_Your task_. Report all lines from the entries below in which "block" appears.

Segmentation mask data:
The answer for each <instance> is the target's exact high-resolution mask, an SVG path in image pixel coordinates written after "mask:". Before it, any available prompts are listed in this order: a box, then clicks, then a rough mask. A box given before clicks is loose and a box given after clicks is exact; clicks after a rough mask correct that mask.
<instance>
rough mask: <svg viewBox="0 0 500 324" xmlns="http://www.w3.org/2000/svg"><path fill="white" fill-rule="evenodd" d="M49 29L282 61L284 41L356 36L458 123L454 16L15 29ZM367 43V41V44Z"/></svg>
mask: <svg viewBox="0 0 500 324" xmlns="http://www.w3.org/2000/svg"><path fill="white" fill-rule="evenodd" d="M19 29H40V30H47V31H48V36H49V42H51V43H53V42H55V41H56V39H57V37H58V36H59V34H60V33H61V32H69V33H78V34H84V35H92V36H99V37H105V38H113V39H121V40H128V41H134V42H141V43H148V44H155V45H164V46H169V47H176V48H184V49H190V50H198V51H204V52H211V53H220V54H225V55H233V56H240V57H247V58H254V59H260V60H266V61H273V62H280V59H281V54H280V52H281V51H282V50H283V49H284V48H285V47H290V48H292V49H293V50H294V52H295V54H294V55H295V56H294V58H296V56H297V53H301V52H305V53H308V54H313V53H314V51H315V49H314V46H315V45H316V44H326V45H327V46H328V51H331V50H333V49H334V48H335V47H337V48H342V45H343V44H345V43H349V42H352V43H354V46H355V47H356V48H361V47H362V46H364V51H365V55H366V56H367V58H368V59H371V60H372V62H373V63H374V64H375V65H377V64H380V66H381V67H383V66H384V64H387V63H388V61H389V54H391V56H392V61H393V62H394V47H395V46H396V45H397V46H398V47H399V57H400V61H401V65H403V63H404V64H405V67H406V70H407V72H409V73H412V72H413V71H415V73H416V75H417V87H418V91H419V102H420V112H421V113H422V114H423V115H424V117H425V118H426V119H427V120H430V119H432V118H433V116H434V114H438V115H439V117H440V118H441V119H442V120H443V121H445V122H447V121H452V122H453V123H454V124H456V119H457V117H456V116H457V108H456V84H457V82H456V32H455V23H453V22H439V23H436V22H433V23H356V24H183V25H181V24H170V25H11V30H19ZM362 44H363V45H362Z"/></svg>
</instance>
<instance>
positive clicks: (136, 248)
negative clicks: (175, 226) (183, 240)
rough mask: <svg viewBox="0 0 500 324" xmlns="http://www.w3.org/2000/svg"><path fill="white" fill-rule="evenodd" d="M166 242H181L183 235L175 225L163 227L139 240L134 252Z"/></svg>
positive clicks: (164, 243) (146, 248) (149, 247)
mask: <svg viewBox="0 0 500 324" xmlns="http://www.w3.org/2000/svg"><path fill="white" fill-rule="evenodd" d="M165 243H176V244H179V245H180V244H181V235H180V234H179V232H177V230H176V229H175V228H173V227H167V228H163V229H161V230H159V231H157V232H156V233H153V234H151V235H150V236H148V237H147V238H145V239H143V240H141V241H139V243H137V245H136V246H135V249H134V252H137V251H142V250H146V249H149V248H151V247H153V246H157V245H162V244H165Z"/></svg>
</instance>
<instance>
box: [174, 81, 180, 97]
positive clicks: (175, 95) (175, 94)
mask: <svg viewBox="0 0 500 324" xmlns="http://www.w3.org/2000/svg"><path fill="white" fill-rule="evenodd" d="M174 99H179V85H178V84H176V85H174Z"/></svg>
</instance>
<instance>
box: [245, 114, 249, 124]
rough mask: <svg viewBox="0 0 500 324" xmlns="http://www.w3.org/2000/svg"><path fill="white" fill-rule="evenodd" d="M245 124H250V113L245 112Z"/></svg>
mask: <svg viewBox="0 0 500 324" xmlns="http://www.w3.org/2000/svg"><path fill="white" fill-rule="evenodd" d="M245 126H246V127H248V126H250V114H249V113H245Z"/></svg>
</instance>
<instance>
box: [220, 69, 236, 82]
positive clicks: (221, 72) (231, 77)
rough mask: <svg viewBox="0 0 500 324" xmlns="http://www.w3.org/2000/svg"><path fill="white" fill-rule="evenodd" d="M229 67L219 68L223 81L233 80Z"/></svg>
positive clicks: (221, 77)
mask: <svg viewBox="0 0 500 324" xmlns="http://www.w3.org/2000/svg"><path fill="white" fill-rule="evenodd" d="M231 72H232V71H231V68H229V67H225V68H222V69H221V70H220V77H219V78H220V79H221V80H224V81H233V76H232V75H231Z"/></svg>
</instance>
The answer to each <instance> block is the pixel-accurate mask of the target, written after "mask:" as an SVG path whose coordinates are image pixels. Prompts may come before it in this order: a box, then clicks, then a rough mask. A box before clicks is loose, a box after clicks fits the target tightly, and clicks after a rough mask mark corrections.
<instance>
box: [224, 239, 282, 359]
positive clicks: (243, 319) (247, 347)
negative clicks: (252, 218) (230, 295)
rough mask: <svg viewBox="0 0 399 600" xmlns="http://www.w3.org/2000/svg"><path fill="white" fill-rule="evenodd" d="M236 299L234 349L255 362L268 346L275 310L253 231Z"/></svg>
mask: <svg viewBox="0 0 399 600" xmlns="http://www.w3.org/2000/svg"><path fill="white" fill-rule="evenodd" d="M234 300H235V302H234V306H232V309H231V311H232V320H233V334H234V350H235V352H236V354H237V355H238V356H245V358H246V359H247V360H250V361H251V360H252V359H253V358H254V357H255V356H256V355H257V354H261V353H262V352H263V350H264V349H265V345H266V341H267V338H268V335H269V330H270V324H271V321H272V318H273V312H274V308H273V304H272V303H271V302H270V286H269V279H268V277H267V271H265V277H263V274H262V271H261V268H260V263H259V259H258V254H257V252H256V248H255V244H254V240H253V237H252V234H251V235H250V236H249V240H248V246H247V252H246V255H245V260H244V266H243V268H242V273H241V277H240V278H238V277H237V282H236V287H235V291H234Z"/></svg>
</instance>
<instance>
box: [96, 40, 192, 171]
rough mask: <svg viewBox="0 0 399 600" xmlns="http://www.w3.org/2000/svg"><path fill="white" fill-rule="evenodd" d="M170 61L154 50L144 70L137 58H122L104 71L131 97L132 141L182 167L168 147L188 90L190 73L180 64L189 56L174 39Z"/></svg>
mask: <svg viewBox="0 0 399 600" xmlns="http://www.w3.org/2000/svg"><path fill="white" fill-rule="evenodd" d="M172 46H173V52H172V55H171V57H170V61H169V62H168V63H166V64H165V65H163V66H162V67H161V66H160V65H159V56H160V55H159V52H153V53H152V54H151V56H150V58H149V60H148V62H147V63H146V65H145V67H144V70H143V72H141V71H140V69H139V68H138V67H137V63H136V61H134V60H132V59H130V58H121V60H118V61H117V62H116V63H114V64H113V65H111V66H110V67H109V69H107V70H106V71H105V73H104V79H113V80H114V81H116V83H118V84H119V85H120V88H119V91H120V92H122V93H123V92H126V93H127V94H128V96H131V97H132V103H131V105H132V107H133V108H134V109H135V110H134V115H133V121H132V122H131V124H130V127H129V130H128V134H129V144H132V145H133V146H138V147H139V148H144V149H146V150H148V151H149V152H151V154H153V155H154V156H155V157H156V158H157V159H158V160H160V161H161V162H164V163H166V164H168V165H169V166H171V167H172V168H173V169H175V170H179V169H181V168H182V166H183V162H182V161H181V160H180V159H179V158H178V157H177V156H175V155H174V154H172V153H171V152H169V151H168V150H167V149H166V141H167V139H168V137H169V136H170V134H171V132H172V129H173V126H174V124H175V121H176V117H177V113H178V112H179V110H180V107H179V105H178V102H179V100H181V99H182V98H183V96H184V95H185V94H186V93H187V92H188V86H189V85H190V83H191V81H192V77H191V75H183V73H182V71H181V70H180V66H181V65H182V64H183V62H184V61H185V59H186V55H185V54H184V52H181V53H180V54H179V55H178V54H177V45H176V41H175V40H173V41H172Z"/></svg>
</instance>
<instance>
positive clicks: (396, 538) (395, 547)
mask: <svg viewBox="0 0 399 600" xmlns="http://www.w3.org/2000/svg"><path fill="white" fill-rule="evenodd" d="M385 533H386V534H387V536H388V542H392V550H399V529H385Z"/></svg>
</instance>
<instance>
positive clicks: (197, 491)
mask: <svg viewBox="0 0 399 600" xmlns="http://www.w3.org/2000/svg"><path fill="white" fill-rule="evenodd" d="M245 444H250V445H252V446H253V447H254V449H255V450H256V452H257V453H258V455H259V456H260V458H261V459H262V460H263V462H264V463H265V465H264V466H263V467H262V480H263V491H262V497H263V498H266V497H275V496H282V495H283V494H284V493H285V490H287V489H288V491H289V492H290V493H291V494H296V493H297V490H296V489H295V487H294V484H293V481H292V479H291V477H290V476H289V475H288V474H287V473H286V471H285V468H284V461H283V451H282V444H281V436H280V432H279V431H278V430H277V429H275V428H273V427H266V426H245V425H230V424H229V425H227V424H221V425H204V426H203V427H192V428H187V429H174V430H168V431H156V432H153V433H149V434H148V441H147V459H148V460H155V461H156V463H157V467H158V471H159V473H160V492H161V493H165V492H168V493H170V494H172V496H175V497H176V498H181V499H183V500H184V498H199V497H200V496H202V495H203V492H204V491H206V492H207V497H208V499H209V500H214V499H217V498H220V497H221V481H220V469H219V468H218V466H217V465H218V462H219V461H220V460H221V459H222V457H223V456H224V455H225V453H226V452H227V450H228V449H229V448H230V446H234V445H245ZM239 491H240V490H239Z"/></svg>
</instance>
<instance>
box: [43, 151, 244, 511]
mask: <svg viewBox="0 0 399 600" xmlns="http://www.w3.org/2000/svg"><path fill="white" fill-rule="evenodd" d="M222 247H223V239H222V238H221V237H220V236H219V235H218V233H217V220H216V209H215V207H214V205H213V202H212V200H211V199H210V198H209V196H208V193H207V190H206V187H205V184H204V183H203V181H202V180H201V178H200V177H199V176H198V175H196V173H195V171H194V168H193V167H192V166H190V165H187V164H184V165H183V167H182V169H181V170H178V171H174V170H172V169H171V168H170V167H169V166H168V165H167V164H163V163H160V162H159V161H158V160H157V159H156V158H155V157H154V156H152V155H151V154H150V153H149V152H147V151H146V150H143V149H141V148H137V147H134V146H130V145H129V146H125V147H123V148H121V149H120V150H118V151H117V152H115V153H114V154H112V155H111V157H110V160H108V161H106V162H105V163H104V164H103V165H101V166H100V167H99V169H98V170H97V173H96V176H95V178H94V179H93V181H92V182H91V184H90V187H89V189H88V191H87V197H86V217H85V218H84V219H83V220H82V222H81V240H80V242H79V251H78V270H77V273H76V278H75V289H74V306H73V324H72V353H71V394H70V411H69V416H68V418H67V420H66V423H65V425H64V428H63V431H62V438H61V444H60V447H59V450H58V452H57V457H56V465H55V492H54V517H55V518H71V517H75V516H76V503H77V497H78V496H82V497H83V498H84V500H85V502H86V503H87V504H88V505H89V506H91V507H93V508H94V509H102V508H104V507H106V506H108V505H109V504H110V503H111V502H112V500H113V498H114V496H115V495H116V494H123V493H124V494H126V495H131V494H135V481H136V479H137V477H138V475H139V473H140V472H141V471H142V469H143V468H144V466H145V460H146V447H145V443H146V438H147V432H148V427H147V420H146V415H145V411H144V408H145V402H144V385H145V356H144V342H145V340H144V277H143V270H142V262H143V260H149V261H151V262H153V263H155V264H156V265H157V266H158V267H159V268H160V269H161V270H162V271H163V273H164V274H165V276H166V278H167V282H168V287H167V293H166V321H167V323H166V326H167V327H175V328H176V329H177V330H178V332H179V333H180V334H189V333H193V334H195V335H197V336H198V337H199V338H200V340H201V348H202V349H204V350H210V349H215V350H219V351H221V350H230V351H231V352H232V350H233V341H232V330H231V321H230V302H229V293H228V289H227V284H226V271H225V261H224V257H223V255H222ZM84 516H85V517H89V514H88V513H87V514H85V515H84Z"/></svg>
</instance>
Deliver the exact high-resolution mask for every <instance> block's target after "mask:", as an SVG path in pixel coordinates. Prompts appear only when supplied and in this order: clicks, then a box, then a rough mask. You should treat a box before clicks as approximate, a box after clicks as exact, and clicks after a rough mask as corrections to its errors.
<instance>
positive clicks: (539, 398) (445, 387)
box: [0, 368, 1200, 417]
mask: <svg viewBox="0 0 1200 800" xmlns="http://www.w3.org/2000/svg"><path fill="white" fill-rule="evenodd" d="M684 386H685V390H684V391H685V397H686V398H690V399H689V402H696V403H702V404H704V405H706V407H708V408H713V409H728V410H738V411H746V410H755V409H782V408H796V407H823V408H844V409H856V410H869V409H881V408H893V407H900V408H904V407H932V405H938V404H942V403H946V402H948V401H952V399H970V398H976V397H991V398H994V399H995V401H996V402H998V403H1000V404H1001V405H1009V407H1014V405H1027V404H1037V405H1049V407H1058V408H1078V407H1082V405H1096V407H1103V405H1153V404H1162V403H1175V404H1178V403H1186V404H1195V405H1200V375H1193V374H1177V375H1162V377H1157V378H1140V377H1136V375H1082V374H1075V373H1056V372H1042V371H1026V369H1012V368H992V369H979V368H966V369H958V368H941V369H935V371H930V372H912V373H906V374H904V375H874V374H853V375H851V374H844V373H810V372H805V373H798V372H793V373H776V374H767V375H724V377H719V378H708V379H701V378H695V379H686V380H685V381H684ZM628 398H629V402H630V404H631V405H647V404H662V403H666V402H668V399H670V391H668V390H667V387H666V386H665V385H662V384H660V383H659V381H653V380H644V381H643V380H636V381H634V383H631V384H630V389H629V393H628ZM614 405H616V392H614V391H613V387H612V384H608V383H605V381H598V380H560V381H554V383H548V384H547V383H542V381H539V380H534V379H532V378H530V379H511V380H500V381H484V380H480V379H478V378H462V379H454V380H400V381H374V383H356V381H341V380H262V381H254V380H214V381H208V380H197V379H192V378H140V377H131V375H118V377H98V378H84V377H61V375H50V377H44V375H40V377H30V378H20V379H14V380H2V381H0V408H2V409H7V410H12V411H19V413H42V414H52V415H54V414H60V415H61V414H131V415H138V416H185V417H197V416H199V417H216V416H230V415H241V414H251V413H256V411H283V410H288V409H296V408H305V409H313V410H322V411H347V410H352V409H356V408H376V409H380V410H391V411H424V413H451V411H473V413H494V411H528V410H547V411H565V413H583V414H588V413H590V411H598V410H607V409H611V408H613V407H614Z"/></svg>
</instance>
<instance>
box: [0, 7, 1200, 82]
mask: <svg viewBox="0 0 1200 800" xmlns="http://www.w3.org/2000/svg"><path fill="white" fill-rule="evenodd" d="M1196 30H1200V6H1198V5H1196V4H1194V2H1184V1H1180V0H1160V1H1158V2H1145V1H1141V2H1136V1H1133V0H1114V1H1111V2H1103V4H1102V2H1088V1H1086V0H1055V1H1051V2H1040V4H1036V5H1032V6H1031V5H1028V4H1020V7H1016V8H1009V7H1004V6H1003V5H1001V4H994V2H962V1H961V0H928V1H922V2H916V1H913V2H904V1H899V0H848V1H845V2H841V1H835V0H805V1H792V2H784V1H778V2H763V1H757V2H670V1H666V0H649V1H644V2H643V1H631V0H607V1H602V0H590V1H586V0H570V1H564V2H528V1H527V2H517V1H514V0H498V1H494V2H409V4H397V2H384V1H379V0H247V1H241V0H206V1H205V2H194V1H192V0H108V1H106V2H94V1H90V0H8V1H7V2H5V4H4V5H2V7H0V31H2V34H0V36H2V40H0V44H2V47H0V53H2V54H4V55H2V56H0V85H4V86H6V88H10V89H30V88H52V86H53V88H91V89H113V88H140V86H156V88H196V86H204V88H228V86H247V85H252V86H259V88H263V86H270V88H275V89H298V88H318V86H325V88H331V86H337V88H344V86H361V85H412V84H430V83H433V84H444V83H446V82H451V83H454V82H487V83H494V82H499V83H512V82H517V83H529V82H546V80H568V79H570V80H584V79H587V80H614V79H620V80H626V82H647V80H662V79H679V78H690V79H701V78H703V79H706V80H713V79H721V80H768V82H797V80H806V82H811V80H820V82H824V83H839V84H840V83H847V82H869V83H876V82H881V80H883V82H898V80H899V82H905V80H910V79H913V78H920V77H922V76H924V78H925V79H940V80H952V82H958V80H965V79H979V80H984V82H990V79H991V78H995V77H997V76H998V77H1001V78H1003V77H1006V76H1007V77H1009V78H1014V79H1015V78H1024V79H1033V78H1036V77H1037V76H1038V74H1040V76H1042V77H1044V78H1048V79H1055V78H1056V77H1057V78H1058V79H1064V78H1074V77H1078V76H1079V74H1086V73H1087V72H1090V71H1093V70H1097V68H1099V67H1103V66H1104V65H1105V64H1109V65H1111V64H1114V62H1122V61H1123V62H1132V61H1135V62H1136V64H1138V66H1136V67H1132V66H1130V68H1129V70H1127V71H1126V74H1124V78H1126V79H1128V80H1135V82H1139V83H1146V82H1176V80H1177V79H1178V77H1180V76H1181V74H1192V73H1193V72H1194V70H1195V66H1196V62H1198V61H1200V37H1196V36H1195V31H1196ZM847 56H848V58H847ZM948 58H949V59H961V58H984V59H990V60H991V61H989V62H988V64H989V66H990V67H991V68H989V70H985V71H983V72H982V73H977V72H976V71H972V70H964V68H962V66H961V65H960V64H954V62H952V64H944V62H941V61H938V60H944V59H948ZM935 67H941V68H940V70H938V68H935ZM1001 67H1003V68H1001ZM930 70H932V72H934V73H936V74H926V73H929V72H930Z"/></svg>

_The completed task_.
The answer to each <instance> block is the pixel-accurate mask of the target, written after "mask:" as an SVG path whose coordinates are image pixels. Prompts may come before it in this order: a box, then clicks, then a rough mask. A box before clicks is loose, a box after clicks fits the target tightly, and clicks after a rough mask mark corrections.
Deliver the exact high-resolution mask for every <instance> block's target after "mask:", as an SVG path in pixel coordinates. Prompts appear only when supplied and in this order: clicks, then a box, then a rough mask. You should treat a box before clicks as approximate, a box after clicks as exact, and clicks after a rough mask as corrections to its errors.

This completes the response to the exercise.